→ ARTICLE
** Start **

Knowingly or unknowingly, the good people of Pittsburgh’s synagogue came in touch with a statement by second century Judaean sage Rabbi Shimon Bar-Yochai, who taught: “It is a known law that Esau hates Jacob.”

Rabbi Zalman Melamed, dean of the Bet El yeshiva, expands on the notion that Jew hatred is senseless: “Since Israel became a nation, this situation has continued – a constant hatred in the hearts of the nations towards the Jews without explanation or justification, deep hatred, permanent and continuous in all circumstances. During successes and in times of failure, always. Here they hate the Jews because they are capitalists, and there they hate the Jews because they are socialists; here they are hated because they are right-wingers, and there because they are leftists; here because they are too quick and talented, and there because they are a burden and offer no benefit; here because they are too advanced, and there because they are backward and old-fashioned.”

So why did Rabbi Shimon Bar-Yochai use the term “law,” and not just “it is known that…”? Perhaps because he wanted to teach that anti-Semitism is not merely a senseless fact, but that it had actually been established this way by the Creator, as a law of nature. Clouds make rain, Fire burns fields, gentiles hate Jews. An attempt to stop anti-Semitism “once and for all,” is tantamount to trying to stop water being so darn wet.

Jonathan A. Greenblatt, CEO of the Anti-Defamation League, stated after the San Diego senseless gunning down of a sweet, old Jewish woman: “This shooting is a reminder of the enduring virulence of anti-Semitism. It must serve as a call to action for us as a society to deal once and for all with this hate. People of all faiths should not have to live in fear of going to their house of worship.'”

** End **

→ MATERIAL
** Start **

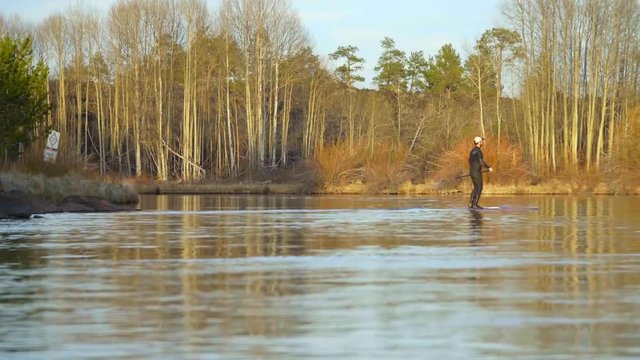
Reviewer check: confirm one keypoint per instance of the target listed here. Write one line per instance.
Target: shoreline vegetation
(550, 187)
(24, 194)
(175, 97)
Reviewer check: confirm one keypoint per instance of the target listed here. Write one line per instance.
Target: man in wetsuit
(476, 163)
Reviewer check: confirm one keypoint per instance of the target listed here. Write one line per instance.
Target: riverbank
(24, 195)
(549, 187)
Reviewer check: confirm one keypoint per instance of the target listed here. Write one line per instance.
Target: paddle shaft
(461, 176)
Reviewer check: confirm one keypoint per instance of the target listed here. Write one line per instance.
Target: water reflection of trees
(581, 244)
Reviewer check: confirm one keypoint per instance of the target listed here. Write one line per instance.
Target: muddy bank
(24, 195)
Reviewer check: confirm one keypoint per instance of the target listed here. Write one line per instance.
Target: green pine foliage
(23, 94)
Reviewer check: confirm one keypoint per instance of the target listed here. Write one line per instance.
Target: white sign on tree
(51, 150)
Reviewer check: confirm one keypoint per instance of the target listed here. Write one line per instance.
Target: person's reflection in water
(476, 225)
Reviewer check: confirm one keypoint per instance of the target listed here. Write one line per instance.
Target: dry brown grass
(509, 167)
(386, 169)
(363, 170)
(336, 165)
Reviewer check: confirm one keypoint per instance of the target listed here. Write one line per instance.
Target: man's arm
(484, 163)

** End **

→ EXERCISE DESCRIPTION
Name each person whose own words are quoted in the article on anti-Semitism.

→ EXERCISE RESPONSE
Rabbi Shimon Bar-Yochai
Rabbi Zalman Melamed
Jonathan A. Greenblatt